[START PASSAGE TO READ]

Datamuse API - NFHN Reader

API

Current API version:
Current queries per second:
Latency (/words):		ms (median), ms (99 %ile)
Latency (/sug):		ms (median), ms (99 %ile)

(Recent additions: Metadata fields, Triggers, Spanish)

What is it?

The Datamuse API is a word-finding query engine for developers. You can use it in your apps to find words that match a given set of constraints and that are likely in a given context. You can specify a wide variety of constraints on meaning, spelling, sound, and vocabulary in your queries, in any combination.

What is it good for?

How can I use it?

You can access most of the features of the API at the URL api.datamuse.com/words, with the query parameters described below. An additional endpoint, api.datamuse.com/sug, is useful as a backend for an autocomplete function on search input fields. This is a strictly read-only service and an API token is not required. The service supports both HTTP and HTTPS requests.

/words endpoint

This endpoint returns a list of words (and multiword expressions) from a given vocabulary that match a given set of constraints.

In the table below, the first four parameters (rd, sl, sp, rel_[code], and v) can be thought of as hard constraints on the result set, while the next three (topics, lc, and rc) can be thought of as context hints. The latter only impact the order in which results are returned. All parameters are optional.

Query parameters

ml Means like constraint: require that the results have a meaning related to this string value, which can be any word or sequence of words. (This is effectively the reverse dictionary feature of OneLook.)

[END PASSAGE TO READ]
[START EXTRACTED RECORDS]

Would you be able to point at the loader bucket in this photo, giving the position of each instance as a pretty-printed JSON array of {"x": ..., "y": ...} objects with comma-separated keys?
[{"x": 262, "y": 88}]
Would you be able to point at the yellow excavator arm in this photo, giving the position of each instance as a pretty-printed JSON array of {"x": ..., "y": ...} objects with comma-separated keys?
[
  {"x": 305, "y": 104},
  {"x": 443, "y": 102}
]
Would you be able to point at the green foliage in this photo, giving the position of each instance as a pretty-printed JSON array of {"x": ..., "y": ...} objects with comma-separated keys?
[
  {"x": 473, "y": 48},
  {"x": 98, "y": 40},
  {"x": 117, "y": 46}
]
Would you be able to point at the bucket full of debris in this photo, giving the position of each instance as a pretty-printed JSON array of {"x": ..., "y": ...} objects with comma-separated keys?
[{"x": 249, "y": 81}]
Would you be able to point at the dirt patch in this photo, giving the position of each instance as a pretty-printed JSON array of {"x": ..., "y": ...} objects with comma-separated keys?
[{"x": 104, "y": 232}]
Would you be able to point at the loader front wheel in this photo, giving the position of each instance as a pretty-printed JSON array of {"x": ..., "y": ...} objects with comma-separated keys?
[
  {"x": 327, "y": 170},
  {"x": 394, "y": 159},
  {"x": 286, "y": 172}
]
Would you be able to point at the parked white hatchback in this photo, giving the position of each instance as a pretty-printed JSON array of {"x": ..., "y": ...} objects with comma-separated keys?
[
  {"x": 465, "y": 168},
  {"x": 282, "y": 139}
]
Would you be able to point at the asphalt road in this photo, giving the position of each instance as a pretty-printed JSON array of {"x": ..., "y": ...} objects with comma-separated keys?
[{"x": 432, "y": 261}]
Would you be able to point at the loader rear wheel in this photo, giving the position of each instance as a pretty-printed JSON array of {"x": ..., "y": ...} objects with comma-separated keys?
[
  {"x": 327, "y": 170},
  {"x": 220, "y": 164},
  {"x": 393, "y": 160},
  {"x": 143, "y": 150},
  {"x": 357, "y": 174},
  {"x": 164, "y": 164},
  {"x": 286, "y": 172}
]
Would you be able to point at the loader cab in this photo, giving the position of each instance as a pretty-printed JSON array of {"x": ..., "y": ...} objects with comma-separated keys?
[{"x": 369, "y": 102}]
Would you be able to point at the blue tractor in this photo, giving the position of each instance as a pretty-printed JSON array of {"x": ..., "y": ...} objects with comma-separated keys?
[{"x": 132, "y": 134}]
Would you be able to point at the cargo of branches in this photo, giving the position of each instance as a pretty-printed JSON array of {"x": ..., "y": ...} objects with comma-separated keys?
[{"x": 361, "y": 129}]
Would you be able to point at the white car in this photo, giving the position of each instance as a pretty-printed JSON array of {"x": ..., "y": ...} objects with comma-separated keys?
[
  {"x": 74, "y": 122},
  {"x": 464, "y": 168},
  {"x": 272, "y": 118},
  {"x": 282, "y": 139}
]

[END EXTRACTED RECORDS]

WHAT THIS TASK INVOLVES:
Reproduce the Datamuse API page word for word, from its title line through the final sentence.

TASK RESPONSE:
Datamuse API - NFHN Reader

API

Current API version:
Current queries per second:
Latency (/words):		ms (median), ms (99 %ile)
Latency (/sug):		ms (median), ms (99 %ile)

(Recent additions: Metadata fields, Triggers, Spanish)

What is it?

The Datamuse API is a word-finding query engine for developers. You can use it in your apps to find words that match a given set of constraints and that are likely in a given context. You can specify a wide variety of constraints on meaning, spelling, sound, and vocabulary in your queries, in any combination.

What is it good for?

How can I use it?

You can access most of the features of the API at the URL api.datamuse.com/words, with the query parameters described below. An additional endpoint, api.datamuse.com/sug, is useful as a backend for an autocomplete function on search input fields. This is a strictly read-only service and an API token is not required. The service supports both HTTP and HTTPS requests.

/words endpoint

This endpoint returns a list of words (and multiword expressions) from a given vocabulary that match a given set of constraints.

In the table below, the first four parameters (rd, sl, sp, rel_[code], and v) can be thought of as hard constraints on the result set, while the next three (topics, lc, and rc) can be thought of as context hints. The latter only impact the order in which results are returned. All parameters are optional.

Query parameters

ml Means like constraint: require that the results have a meaning related to this string value, which can be any word or sequence of words. (This is effectively the reverse dictionary feature of OneLook.)